*WHAT IS BEING ASKED*: For the copy, please give all of the data again exactly and leave the pictures out.

BEGIN INFORMATION SUPPLIED

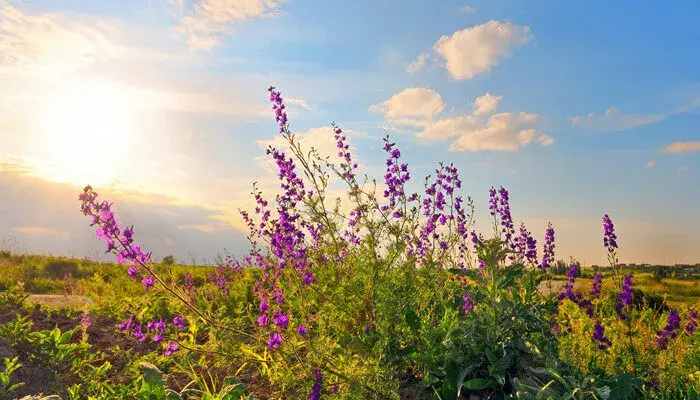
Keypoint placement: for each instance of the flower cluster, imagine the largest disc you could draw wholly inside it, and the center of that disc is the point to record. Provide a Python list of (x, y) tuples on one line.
[(155, 328), (599, 336), (109, 231), (317, 387), (500, 204), (278, 106), (85, 321), (443, 207), (609, 237), (597, 286), (624, 298), (395, 178), (468, 305), (526, 245), (692, 322), (548, 249), (673, 322)]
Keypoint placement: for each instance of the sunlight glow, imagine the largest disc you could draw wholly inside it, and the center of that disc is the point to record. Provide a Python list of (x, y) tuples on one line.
[(85, 135)]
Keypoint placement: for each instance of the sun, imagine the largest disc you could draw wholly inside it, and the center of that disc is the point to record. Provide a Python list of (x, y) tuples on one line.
[(84, 135)]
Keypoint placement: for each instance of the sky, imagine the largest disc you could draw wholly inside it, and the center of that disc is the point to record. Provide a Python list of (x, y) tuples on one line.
[(577, 108)]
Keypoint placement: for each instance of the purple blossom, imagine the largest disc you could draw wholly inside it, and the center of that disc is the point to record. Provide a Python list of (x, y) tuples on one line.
[(609, 237), (548, 249), (692, 322), (138, 333), (148, 282), (179, 322), (468, 305), (281, 320), (624, 298), (172, 347), (126, 324), (85, 321), (158, 327), (274, 341), (599, 336), (302, 330), (108, 229), (597, 285), (278, 106)]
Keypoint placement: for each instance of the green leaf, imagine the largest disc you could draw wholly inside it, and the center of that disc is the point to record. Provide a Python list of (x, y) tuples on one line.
[(463, 374), (477, 384)]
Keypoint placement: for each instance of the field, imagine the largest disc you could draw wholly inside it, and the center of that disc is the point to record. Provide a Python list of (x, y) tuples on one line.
[(389, 296)]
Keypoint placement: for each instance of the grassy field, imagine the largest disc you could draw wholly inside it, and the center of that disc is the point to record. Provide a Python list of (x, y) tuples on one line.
[(58, 292)]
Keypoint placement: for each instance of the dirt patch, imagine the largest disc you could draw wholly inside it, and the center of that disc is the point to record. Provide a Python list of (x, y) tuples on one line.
[(60, 300)]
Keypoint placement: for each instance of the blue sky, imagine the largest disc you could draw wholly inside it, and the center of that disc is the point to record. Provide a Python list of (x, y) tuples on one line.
[(577, 108)]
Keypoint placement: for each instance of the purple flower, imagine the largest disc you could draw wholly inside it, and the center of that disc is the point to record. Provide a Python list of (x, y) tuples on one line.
[(609, 237), (692, 322), (274, 341), (281, 320), (468, 305), (138, 333), (548, 250), (85, 321), (148, 282), (172, 347), (597, 285), (624, 298), (599, 336), (278, 106), (179, 322), (126, 325), (108, 229)]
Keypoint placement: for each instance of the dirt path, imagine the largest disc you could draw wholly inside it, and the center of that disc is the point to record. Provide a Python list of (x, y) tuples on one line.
[(60, 300)]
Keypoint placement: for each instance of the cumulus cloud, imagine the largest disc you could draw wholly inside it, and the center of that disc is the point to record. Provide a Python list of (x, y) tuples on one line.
[(475, 50), (467, 9), (418, 64), (52, 43), (212, 20), (320, 138), (612, 120), (502, 132), (412, 106), (683, 147), (475, 132), (486, 104)]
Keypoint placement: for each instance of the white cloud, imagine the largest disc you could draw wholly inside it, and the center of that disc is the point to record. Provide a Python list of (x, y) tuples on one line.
[(212, 20), (473, 51), (613, 120), (502, 132), (417, 109), (467, 9), (320, 138), (412, 106), (486, 104), (683, 147), (418, 64), (52, 44), (449, 127)]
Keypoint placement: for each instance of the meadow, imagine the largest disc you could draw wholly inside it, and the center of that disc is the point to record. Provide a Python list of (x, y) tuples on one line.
[(390, 296)]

END INFORMATION SUPPLIED

*COMPLETED EXERCISE*:
Keypoint placement: for each instance of the flower cluster, imagine the largest disc you could draw wholly inside it, and the center of that disc is the point to record. Provide a Python list of (x, y) tuples on one line.
[(155, 328), (599, 336), (109, 231), (317, 387), (500, 204), (278, 106), (85, 321), (443, 207), (609, 237), (597, 286), (624, 298), (395, 178), (468, 305), (526, 245), (692, 322), (548, 249), (673, 322)]
Keypoint placement: for each instance of the sunlight glow, imagine the largest disc you could draw wholly inside it, and the center of that disc is the point to record. Provide a Python list of (x, y) tuples on one line.
[(85, 135)]
Keypoint placement: for each instance of the sun, imagine the largest disc you could draw wholly inside it, and the center of that disc is the point to record. Provide a Python list of (x, y) tuples on one line.
[(84, 135)]
Keypoint placement: for each instance of the sky, imagine the largest disc you could draw wholly inside it, and the center of that disc is the point to record. Provide a Python list of (x, y) tuples on one line.
[(577, 108)]
Keypoint placement: for each instance of the purple blossom, imagine the largest disc you could draw wholly inside it, and the center of that disc is the point to record. Provide a Python list of (x, y) tuples on one line.
[(609, 237), (548, 249), (692, 322), (138, 333), (148, 282), (179, 322), (468, 305), (281, 320), (624, 298), (172, 347), (126, 324), (85, 321), (158, 327), (274, 341), (599, 336), (302, 330), (108, 229), (597, 285), (278, 106)]
Keypoint placement: for each instance of the green leaf, imagine the largest disc you could draw wholly inside it, and the center of that disc is the point to record. Provide a Python list of (x, y) tuples on one line.
[(463, 374), (477, 384)]
Keypoint placement: for each instance of the field, imagine the largest disc you could draw wholly inside it, and the center of that disc is the point to record. Provide a Python list of (x, y) tuples on one line.
[(389, 296)]
Keypoint placement: for each instance of the grassy field, imagine the largest disc you could draw wholly inside it, and the center of that disc is the point to record. Provide a Python list of (x, y) tuples on one line.
[(58, 292)]
Keypoint placement: for each instance of the dirt patch, imagine the largest disc you could draw wholly inside it, and the center of that disc is the point to record. Provide a Python list of (x, y) tuples on one line.
[(60, 300)]
Keypoint placement: for each instance of the blue sky, imagine the largest disc you could draw wholly inside it, and the center of that disc is the point to record. Provide a Python list of (x, y) tuples on one line.
[(577, 108)]
Keypoint placement: for each instance of the purple flower, imagine the largest disc you could draw wholly inside it, and the center of that disc is the point to record. Provide a Python list of (x, y) tuples on one line.
[(609, 237), (692, 322), (274, 341), (281, 320), (468, 305), (138, 333), (548, 250), (85, 321), (148, 282), (172, 347), (597, 285), (624, 298), (599, 336), (278, 106), (179, 322), (126, 325), (108, 229)]
Keypoint placement: for each instance of the dirt path, imagine the largest disc you could draw wholly inside it, and the center of that disc is the point to record. Provide a Python list of (x, y) tuples on one line.
[(60, 300)]
Keypoint placement: for each instance of the cumulus cloud, imagine the largest disc you could draw wholly inside it, and the center of that disc is the point to record. Provide a Python list of (x, y) tuples on one line.
[(475, 50), (467, 9), (418, 64), (52, 43), (212, 20), (320, 138), (612, 120), (502, 132), (412, 106), (683, 147), (475, 132), (486, 104)]
Keypoint placement: for each instance of the white cloud, imagine the largest disc you could draw wholly inside it, and the center of that disc is the point to record. Provide a Python list of (x, y) tuples on one line.
[(212, 20), (473, 51), (613, 120), (502, 132), (417, 109), (467, 9), (320, 138), (412, 106), (486, 104), (683, 147), (418, 64), (52, 44), (449, 127)]
Keypoint placement: for each instance of the meadow, imagine the largest disc you could draw wholly inside it, and the center of that disc is the point to record. Provide a Python list of (x, y) tuples on one line.
[(390, 296)]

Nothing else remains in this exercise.